Task statement: Reproduce verbatim the final portion of the material below, from the line containing "on the lower" through its last line, and nothing else.

Records shown:
=-=-=

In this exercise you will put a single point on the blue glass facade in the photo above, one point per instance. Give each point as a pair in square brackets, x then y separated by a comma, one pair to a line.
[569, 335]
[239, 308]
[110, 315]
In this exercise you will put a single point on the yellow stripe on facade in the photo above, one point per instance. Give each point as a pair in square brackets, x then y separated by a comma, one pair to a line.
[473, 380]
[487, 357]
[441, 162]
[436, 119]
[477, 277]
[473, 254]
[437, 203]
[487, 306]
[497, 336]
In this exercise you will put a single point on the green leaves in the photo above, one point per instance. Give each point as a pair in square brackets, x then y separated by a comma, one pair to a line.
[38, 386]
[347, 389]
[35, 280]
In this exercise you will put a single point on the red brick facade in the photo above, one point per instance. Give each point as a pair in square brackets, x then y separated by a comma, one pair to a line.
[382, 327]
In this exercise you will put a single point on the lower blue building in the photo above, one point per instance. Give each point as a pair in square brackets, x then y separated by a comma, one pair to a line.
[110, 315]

=-=-=

Result:
In this exercise you will put a single point on the lower blue building in the photo above, one point per instance. Give each point as a pair in square brackets, x then y separated by a comma, one pair to a line.
[110, 315]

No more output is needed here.